◆ Exercise prompt: In the material below, the required lines run from the one containing "point_to(query) returns, for" through the one containing "Query: antenna mast". Copy those lines exactly, ends included, and nothing else.

◆ Data extract:
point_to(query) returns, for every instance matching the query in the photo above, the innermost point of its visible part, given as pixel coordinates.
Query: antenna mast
---
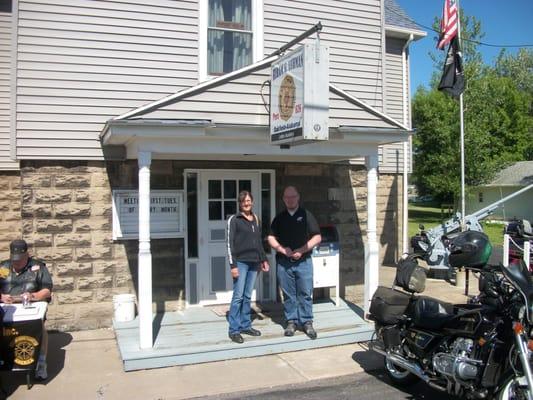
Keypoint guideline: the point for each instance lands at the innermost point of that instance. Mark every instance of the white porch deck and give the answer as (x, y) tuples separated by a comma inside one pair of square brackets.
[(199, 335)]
* * *
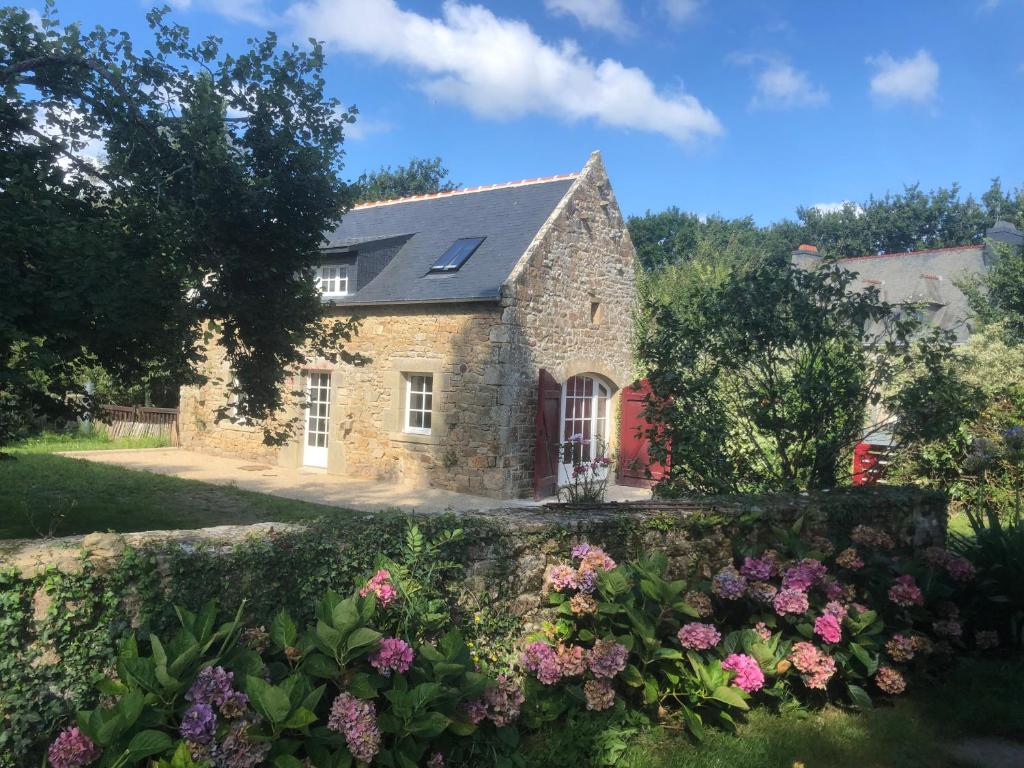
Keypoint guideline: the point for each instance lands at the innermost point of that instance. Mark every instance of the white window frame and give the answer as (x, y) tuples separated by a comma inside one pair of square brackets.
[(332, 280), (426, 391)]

◆ Response box:
point_to(query) returns, for every instance matching the query in the photo above, the innermost point of its visible part, given as pixel coordinates.
Query: antenna mast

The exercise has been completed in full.